begin Selected extract

Not sure if this is the correct policy, it doesn't seem to be 11224 bytes. i changed all the details in the policy so they don't reflect my actual setup. However i made sure to keep the same character count.

Seems like the most appropriate based on the error message:

error running task "IAMRolePolicy/masters.kubernetes.example1234.dev" (9m58s remaining to succeed): error reading actual policy document: policy size was 11224. Policy cannot exceed 10240 bytes.

This was exported using kops update cluster ${cluster} --yes --target terraform

aws_iam_role_policy_masters.kubernetes.example1234.dev_policy

{
  "Statement": [
    {
      "Action": "ec2:AttachVolume",
      "Condition": {
        "StringEquals": {
          "aws:ResourceTag/KubernetesCluster": "kubernetes.example1234.dev",
          "aws:ResourceTag/k8s.io/role/master": "1"
        }
      },
      "Effect": "Allow",
      "Resource": [
        "*"
      ]
    },
    {
      "Action": [
        "s3:Get*"
      ],
      "Effect": "Allow",
      "Resource": "arn:aws:s3:::kops-state-store-test/kubernetes.example1234.dev/*"
    },
    {
      "Action": [
        "s3:GetObject",
        "s3:DeleteObject",
        "s3:DeleteObjectVersion",
        "s3:PutObject"
      ],
      "Effect": "Allow",
      "Resource": "arn:aws:s3:::kops-state-store-test/kubernetes.example1234.dev/backups/etcd/main/*"
    },
    {
      "Action": [
        "s3:GetObject",
        "s3:DeleteObject",
        "s3:DeleteObjectVersion",
        "s3:PutObject"
      ],
      "Effect": "Allow",
      "Resource": "arn:aws:s3:::kops-state-store-test/kubernetes.example1234.dev/backups/etcd/events/*"
    },
    {
      "Action": [
        "s3:GetBucketLocation",
        "s3:GetEncryptionConfiguration",
        "s3:ListBucket",
        "s3:ListBucketVersions"
      ],
      "Effect": "Allow",
      "Resource": [
        "arn:aws:s3:::kops-state-store-test"

end Selected extract
begin Given records

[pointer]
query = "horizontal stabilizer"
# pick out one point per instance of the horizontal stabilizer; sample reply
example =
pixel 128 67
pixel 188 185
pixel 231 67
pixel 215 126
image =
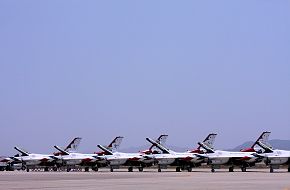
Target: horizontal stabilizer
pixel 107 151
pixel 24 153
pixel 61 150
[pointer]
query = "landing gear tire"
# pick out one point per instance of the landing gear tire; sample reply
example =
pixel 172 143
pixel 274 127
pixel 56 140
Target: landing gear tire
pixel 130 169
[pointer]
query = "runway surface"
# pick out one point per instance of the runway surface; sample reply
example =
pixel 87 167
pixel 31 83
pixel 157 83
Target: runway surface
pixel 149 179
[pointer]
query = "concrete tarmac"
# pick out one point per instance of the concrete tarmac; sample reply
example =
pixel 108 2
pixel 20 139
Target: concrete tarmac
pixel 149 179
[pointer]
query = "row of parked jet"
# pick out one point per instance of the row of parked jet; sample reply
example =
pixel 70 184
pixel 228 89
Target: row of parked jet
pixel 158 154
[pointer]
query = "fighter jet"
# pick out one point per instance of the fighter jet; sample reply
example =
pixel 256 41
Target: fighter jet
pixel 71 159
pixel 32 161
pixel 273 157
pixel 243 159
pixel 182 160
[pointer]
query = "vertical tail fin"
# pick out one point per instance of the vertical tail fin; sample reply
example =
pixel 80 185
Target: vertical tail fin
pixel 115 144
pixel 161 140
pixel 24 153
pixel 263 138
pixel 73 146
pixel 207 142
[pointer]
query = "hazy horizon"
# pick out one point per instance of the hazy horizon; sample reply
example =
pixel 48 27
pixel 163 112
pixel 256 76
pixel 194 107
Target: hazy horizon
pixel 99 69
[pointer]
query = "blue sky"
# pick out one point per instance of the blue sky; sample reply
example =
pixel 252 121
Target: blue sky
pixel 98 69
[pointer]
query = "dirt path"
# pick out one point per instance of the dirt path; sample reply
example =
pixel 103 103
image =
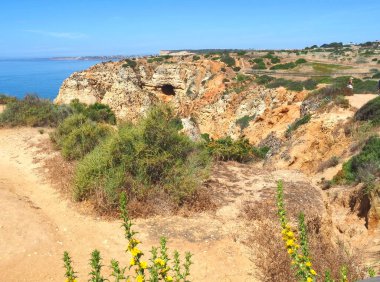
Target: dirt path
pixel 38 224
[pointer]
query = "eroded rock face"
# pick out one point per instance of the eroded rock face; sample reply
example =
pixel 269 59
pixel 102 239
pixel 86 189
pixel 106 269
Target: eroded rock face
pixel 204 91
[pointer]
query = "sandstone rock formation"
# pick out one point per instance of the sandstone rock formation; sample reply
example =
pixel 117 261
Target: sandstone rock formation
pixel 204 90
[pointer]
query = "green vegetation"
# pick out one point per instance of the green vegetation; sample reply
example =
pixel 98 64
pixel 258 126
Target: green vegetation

end Given records
begin Given records

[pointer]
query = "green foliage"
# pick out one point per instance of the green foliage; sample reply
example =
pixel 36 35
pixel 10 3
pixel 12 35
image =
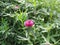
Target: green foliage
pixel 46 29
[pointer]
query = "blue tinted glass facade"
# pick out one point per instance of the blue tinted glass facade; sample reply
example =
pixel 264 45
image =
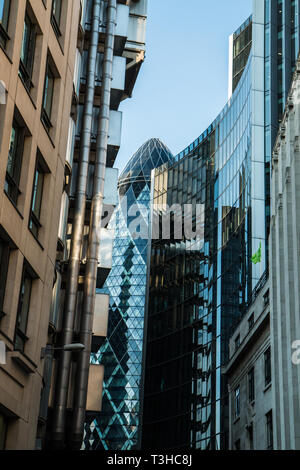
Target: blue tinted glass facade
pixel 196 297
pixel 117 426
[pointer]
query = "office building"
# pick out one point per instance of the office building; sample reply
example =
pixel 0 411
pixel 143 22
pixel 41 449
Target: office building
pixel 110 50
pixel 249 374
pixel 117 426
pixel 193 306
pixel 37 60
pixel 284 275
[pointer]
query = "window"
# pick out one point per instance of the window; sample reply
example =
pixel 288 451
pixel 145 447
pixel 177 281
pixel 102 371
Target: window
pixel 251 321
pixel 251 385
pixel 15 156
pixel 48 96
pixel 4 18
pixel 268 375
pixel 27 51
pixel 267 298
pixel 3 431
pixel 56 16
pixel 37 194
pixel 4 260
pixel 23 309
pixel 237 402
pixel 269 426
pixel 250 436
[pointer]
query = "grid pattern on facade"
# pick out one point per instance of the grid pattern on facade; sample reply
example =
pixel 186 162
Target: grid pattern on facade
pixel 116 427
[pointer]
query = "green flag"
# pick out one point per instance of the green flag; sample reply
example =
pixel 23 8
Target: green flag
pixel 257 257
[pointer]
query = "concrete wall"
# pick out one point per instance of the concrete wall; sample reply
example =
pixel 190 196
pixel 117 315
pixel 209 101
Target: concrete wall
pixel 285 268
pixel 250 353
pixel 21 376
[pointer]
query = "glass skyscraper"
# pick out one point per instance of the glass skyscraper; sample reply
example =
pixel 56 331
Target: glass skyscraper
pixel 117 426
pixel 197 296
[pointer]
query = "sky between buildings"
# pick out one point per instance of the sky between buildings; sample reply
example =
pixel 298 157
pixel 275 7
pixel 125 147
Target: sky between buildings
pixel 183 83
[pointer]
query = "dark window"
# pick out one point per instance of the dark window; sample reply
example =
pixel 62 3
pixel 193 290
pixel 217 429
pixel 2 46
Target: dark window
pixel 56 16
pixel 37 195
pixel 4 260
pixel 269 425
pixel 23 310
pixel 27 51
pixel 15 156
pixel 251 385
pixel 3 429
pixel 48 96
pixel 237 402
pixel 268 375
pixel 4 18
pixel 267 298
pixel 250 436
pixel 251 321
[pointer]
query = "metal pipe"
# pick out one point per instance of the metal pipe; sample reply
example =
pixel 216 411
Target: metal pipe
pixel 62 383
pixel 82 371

end Given records
begin Given records

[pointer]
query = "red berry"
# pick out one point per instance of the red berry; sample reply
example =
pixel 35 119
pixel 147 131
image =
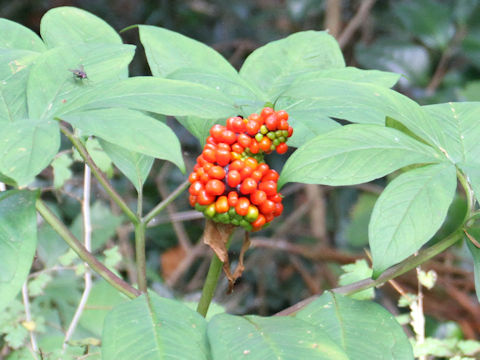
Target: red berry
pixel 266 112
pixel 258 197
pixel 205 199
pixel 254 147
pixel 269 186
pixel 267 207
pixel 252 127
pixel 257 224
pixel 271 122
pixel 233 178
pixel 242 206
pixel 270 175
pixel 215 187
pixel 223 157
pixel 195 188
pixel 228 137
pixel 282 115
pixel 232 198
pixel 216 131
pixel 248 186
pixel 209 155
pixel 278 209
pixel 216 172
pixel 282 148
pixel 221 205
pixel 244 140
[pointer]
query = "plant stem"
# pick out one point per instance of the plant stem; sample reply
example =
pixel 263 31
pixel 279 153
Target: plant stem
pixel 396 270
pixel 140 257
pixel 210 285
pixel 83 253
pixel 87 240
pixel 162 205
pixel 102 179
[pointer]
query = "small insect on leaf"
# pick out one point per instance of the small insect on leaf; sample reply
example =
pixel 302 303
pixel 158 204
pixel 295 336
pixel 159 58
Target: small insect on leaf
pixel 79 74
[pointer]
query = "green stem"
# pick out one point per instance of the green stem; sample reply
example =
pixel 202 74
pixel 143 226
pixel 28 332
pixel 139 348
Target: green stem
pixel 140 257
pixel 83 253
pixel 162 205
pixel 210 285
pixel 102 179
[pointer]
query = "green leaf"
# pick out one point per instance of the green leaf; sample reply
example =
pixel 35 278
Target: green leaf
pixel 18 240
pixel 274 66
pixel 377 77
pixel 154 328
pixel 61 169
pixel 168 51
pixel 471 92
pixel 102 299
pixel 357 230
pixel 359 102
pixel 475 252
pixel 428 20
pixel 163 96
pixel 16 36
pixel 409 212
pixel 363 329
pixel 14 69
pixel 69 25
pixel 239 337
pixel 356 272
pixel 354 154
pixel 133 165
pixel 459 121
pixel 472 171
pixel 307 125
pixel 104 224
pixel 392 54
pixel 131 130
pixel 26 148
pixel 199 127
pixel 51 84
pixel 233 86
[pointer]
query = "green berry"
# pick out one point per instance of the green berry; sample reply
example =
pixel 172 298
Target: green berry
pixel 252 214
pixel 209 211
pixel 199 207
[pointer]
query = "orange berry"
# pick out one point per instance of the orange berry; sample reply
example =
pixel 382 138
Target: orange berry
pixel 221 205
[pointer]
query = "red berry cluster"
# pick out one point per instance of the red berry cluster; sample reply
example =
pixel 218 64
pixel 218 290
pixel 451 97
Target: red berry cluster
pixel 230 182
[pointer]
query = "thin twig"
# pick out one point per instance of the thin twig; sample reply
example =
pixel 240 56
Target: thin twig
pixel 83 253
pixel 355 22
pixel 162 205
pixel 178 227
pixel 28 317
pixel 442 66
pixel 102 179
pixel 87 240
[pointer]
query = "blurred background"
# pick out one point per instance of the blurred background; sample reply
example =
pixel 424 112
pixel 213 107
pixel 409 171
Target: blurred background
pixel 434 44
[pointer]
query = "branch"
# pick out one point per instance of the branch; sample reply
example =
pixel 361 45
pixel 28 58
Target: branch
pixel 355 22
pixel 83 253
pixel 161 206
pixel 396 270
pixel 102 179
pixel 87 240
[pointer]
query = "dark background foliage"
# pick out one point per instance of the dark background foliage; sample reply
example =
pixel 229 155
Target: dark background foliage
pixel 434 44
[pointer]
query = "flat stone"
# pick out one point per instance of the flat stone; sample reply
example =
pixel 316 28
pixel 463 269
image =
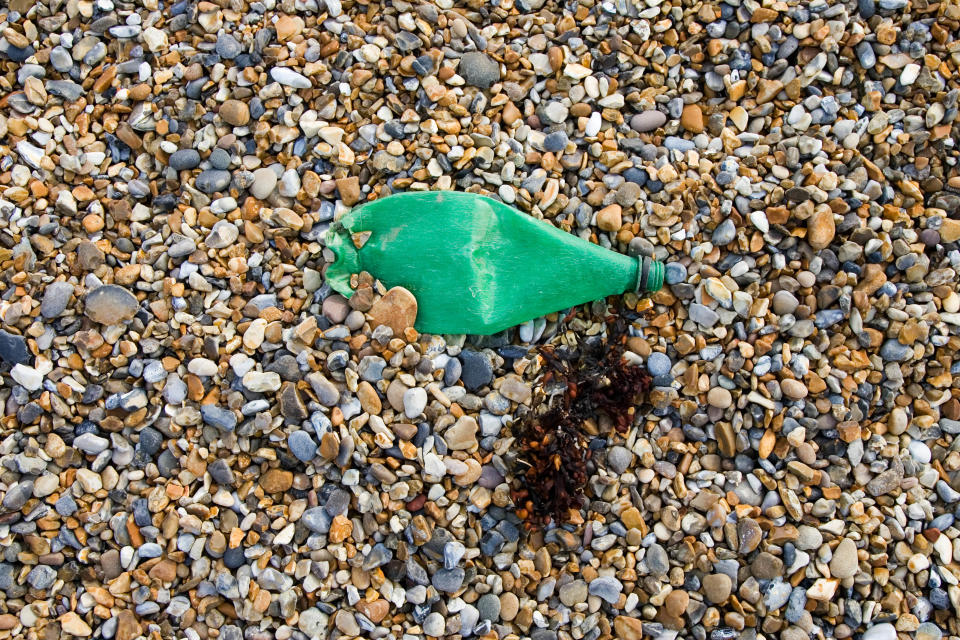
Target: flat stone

end Given records

Set tasks:
1) Answer these questions from the IAM policy excerpt:
(a) What policy size does the error message report?
(b) Which command was used to export the policy?
(c) Which action does the first statement in the policy allow?
2) Write out the IAM policy excerpt from "Not sure if" up to and including "exceed 10240 bytes.".

Expected outputs:
1)
(a) 11224
(b) kops update cluster ${cluster} --yes --target terraform
(c) ec2:AttachVolume

2)
Not sure if this is the correct policy, it doesn't seem to be 11224 bytes. i changed all the details in the policy so they don't reflect my actual setup. However i made sure to keep the same character count.

Seems like the most appropriate based on the error message:

error running task "IAMRolePolicy/masters.kubernetes.example1234.dev" (9m58s remaining to succeed): error reading actual policy document: policy size was 11224. Policy cannot exceed 10240 bytes.